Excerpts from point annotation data
══════════
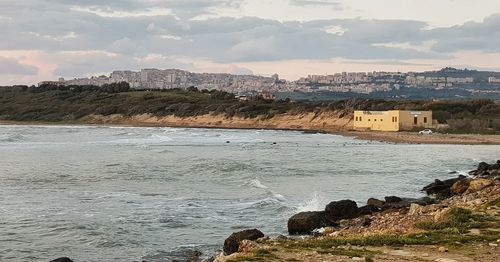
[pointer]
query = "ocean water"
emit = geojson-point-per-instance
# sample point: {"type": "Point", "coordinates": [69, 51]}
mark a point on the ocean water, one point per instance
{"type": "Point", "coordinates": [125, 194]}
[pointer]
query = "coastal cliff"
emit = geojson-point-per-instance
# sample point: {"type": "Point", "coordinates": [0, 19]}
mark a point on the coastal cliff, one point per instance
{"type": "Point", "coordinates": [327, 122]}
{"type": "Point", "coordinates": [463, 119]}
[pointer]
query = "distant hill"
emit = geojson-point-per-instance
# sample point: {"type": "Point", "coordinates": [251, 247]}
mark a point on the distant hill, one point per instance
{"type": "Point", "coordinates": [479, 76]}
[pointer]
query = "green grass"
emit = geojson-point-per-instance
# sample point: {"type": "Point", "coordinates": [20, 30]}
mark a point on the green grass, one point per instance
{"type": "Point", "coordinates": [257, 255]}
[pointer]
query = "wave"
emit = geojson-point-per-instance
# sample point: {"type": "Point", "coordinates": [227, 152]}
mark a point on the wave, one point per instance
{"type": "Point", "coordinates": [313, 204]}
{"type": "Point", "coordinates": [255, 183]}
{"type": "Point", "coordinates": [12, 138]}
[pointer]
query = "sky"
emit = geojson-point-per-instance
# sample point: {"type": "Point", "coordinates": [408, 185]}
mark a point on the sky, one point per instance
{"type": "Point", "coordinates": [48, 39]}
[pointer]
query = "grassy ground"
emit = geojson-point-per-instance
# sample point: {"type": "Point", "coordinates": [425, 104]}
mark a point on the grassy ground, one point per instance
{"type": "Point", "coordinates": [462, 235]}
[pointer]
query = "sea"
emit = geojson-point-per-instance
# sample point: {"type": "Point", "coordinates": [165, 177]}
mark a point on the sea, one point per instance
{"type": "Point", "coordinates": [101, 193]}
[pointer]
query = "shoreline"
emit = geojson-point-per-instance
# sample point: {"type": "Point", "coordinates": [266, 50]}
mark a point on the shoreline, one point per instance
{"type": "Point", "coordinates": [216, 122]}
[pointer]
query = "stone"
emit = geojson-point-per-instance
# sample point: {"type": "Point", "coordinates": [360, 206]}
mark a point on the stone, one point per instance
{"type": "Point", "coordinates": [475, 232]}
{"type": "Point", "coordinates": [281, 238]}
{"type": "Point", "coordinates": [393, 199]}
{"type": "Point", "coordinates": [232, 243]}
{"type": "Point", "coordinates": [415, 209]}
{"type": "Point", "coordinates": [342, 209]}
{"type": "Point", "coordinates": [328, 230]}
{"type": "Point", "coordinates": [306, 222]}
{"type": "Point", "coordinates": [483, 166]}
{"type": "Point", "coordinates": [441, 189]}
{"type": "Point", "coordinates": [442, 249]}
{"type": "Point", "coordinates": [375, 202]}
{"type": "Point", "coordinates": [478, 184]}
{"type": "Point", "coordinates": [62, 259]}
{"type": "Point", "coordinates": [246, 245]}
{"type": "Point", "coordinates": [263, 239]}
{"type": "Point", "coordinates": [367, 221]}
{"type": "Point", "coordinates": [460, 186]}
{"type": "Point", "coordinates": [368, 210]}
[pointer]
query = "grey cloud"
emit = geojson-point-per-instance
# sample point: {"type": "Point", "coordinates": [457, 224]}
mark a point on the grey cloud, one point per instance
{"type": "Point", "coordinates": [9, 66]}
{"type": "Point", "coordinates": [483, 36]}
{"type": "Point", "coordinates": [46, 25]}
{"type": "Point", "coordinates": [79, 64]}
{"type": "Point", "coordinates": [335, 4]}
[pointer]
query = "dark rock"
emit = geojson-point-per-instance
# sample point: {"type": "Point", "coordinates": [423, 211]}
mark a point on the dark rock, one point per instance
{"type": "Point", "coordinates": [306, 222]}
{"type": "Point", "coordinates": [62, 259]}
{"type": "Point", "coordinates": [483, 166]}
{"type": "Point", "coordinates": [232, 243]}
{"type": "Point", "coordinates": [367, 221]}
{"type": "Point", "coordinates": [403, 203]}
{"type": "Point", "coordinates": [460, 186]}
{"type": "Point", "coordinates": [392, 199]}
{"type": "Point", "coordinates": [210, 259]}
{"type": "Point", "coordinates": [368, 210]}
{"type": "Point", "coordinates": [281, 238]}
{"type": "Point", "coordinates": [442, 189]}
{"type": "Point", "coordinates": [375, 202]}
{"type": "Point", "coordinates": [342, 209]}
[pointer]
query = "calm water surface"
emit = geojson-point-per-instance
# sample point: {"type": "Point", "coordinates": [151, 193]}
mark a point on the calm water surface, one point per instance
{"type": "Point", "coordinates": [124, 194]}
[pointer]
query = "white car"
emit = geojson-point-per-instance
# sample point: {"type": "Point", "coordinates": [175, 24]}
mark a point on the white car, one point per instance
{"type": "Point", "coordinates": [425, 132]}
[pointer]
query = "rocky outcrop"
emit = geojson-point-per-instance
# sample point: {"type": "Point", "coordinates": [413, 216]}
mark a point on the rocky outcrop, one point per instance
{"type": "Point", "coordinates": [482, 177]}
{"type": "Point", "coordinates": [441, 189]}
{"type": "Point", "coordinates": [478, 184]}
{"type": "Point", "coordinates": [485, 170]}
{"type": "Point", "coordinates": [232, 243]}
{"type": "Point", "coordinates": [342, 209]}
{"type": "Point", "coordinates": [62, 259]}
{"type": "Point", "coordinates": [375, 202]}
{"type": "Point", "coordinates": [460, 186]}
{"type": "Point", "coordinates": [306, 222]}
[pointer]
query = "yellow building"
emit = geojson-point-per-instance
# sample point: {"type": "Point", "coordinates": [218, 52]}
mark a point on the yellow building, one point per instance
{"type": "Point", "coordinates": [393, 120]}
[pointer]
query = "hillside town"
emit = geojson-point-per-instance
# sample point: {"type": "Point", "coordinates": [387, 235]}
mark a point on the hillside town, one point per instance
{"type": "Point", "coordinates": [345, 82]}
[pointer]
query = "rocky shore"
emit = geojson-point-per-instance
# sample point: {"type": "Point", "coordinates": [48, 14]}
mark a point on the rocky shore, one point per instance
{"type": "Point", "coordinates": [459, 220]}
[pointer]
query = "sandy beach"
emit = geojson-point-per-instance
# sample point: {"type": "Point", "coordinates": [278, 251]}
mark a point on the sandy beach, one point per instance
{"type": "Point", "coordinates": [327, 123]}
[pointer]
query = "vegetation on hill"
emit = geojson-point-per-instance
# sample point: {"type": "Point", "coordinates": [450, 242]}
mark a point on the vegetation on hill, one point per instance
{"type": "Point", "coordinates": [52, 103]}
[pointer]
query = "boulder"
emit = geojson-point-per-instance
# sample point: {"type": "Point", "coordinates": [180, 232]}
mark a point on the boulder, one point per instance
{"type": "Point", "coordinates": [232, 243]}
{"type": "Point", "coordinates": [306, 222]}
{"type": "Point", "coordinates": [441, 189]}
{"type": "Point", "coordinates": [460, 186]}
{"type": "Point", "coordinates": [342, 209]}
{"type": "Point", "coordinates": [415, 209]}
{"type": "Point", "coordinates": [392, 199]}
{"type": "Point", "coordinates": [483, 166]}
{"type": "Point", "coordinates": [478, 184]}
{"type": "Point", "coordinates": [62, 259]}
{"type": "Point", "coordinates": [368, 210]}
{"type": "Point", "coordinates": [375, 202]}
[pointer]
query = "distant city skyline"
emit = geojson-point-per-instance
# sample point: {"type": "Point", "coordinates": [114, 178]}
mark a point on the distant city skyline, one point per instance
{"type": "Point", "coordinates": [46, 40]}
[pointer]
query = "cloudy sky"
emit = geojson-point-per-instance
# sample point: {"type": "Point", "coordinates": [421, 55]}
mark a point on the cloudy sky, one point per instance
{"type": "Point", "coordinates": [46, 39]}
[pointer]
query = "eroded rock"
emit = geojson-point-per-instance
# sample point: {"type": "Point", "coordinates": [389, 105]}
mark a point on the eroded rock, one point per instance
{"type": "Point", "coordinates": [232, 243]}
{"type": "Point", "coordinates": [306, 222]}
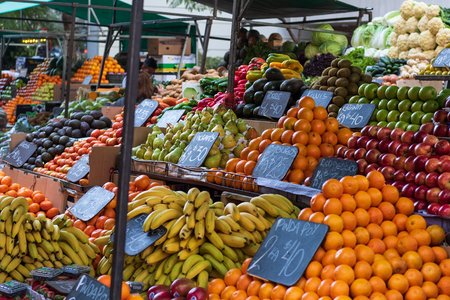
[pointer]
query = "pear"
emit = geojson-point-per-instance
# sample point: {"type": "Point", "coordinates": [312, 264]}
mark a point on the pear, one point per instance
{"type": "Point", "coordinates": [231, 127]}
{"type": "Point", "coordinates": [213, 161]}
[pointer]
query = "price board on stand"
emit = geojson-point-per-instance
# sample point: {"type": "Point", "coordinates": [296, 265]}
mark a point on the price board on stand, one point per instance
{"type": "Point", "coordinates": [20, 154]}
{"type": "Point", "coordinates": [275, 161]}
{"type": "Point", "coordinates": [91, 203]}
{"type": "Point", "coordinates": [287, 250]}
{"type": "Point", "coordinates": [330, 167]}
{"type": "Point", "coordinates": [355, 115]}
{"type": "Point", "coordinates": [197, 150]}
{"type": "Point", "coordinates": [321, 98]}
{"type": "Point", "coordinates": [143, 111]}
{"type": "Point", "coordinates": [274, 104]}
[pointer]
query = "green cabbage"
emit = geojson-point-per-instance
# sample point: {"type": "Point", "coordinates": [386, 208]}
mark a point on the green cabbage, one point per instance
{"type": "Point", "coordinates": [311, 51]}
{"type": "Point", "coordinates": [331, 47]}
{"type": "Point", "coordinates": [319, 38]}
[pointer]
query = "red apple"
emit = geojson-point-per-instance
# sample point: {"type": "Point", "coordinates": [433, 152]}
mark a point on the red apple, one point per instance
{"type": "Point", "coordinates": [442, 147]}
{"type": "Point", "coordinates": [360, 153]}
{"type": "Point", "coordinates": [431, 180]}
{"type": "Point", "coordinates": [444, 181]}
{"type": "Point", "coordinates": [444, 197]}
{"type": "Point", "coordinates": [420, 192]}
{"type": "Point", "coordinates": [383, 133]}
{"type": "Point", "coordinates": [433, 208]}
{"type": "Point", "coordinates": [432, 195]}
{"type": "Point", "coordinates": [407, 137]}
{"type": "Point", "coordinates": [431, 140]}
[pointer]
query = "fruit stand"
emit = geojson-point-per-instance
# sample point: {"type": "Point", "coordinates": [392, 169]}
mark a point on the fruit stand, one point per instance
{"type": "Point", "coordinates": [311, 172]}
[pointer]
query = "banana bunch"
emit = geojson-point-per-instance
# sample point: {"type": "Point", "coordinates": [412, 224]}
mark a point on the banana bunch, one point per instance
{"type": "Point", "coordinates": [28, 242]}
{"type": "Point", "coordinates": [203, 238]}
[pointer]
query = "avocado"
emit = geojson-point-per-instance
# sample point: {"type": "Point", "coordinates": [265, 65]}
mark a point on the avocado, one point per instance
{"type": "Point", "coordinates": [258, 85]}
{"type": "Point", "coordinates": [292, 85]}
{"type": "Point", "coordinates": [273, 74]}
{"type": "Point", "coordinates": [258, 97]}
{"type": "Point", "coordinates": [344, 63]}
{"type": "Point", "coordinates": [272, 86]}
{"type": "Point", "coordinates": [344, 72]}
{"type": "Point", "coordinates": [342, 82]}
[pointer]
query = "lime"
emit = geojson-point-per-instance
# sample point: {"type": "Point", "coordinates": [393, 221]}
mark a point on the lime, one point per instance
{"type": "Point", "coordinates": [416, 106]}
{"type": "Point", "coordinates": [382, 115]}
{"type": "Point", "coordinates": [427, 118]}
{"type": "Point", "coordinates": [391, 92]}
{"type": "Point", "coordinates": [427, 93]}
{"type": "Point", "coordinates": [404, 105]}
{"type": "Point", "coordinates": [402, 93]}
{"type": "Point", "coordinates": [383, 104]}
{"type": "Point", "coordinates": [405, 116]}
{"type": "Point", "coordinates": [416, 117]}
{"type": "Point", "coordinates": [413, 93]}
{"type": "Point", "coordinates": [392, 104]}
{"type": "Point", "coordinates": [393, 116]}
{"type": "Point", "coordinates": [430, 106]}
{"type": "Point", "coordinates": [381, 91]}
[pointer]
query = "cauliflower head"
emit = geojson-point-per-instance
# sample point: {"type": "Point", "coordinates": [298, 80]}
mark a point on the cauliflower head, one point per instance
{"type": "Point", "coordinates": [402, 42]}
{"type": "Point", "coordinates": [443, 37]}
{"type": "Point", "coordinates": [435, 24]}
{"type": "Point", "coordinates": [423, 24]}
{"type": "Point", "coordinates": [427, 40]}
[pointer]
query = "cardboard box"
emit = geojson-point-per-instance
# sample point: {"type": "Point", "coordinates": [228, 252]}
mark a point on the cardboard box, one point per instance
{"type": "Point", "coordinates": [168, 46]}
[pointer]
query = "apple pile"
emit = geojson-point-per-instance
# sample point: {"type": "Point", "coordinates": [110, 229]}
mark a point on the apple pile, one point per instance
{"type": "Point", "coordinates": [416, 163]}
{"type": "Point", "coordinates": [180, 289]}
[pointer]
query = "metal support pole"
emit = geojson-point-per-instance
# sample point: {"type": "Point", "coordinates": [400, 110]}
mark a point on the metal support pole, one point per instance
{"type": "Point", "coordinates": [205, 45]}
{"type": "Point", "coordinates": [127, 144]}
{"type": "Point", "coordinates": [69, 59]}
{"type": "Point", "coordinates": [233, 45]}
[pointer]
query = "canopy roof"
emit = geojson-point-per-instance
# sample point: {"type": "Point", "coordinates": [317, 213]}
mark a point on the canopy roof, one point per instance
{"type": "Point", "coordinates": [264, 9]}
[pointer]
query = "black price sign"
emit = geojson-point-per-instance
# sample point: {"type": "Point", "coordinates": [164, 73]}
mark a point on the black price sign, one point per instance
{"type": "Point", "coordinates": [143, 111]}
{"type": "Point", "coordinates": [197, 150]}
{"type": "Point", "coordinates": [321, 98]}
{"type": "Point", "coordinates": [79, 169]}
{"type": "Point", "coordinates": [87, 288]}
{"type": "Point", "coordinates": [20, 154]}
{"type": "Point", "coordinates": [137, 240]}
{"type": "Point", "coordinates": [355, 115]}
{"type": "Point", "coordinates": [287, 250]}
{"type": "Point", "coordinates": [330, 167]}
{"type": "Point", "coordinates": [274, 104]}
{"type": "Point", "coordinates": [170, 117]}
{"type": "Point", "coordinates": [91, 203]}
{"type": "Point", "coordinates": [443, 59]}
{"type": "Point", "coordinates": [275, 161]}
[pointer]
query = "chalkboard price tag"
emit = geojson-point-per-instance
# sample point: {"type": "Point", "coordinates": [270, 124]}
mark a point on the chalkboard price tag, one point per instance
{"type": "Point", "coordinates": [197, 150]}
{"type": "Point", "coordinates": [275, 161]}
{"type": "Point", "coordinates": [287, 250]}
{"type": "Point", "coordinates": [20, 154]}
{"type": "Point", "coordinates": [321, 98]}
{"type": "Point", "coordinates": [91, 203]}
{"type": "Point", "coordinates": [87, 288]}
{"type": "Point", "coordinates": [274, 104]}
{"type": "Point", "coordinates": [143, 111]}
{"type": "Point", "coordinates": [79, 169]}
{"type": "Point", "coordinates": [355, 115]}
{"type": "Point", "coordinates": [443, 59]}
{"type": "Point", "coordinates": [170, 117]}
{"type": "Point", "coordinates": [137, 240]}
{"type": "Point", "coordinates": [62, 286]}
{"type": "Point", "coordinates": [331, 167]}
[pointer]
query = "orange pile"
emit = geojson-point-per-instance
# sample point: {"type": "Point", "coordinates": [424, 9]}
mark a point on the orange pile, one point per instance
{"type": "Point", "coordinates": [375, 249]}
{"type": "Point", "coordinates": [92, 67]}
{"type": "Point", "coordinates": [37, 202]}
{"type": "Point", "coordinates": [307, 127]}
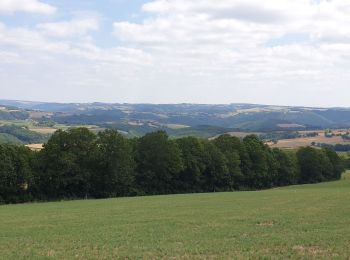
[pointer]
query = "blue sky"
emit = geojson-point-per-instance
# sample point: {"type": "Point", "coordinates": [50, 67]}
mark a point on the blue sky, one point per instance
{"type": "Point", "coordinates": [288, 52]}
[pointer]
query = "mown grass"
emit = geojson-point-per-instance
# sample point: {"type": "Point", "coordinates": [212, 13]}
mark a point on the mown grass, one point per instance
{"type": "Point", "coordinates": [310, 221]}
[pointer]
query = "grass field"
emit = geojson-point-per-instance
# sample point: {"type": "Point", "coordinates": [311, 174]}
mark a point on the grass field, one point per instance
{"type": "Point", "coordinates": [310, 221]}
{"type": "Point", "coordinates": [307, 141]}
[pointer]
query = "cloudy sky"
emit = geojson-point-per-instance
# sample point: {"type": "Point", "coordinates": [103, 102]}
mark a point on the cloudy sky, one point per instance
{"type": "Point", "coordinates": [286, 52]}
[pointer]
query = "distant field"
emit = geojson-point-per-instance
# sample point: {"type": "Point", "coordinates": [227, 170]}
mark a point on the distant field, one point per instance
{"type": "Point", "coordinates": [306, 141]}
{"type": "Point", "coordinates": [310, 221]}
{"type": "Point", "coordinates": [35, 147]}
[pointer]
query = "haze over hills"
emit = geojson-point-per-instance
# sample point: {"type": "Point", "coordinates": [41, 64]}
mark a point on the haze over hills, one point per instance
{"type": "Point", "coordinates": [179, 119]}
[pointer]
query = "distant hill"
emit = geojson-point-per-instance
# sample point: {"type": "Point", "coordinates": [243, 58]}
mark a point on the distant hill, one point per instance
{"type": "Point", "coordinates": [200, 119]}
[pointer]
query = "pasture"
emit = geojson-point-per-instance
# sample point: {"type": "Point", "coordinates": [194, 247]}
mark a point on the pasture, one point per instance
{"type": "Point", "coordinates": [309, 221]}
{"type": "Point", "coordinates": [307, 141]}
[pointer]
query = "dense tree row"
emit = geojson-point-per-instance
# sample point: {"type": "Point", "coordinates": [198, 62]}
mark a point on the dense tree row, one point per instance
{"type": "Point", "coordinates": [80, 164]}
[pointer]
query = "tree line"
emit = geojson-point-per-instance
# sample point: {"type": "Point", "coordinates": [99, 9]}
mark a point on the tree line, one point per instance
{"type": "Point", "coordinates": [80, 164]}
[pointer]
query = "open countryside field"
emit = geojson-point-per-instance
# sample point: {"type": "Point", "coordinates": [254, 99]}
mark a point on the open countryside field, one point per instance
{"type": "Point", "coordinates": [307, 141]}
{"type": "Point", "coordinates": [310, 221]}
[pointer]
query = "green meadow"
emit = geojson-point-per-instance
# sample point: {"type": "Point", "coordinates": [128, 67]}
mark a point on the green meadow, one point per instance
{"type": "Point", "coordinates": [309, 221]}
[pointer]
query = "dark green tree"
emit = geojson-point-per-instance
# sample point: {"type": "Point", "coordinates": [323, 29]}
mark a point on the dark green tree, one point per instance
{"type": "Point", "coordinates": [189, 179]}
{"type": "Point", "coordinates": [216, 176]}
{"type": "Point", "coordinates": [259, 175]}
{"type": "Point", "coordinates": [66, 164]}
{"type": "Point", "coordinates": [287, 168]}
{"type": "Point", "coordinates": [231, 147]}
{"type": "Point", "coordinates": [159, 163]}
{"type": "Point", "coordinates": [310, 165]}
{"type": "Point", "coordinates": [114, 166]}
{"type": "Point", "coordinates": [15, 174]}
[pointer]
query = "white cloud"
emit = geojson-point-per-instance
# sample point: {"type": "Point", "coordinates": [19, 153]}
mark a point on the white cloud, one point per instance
══════════
Locate every line in the data above that contains the word "distant", and copy each of those lines in full.

query = "distant hill"
mark a point on the distant hill, one point per instance
query = "distant city skyline"
mark a point on the distant city skyline, one point per instance
query = "distant field"
mark a point on the distant field, one point per instance
query = "distant hill"
mark a point on the distant hill, one point per instance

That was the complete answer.